Show every line in the records below that contains the string "rack", copied in full. Treat uppercase and lowercase as different.

Listed records:
▬▬▬▬▬▬
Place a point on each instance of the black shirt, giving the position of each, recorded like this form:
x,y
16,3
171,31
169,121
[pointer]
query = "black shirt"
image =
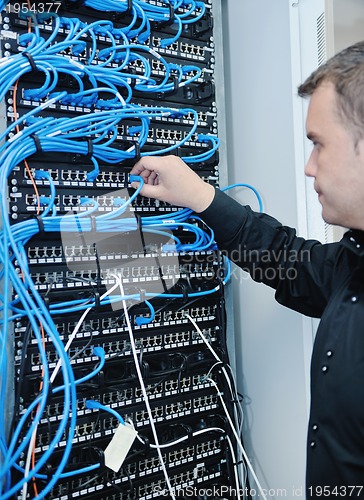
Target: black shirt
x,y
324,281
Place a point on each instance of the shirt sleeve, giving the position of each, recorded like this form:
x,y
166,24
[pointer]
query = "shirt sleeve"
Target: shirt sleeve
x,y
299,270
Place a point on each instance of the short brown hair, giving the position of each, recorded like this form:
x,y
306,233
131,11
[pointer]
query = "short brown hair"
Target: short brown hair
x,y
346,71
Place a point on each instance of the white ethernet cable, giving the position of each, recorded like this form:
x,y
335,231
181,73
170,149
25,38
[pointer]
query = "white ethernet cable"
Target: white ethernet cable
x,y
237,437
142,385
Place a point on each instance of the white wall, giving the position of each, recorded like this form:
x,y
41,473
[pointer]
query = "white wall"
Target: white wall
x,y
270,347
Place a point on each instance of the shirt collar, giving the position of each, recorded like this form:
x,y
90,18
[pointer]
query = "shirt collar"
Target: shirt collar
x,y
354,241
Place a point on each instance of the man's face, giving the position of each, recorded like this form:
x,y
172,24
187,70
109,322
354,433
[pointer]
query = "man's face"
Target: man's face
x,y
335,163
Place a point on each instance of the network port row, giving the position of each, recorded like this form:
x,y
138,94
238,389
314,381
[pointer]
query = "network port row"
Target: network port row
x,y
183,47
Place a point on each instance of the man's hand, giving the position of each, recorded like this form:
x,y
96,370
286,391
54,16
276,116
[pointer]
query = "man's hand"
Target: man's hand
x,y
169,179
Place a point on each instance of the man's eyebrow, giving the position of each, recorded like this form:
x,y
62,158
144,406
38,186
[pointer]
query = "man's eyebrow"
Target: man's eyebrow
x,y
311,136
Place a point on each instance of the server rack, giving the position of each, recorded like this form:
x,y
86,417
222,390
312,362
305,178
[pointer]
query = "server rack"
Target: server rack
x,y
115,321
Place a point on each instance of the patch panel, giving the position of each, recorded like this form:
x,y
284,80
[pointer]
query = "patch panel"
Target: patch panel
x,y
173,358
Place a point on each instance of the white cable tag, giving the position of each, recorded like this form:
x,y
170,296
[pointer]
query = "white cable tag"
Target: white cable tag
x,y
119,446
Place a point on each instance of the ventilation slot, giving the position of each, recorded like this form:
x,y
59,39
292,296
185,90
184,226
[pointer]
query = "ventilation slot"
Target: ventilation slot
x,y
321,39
▬▬▬▬▬▬
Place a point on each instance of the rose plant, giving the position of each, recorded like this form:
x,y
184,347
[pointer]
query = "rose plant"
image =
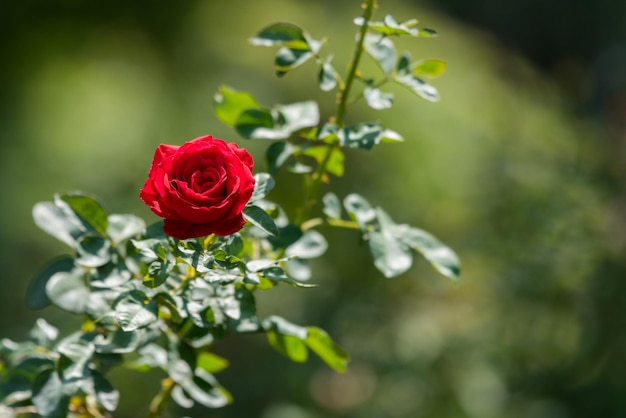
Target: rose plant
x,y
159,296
▬▬▬▬▬▬
Response:
Place a point on each instance of the server rack, giving the position of each, recorded like this form:
query = "server rack"
Target: server rack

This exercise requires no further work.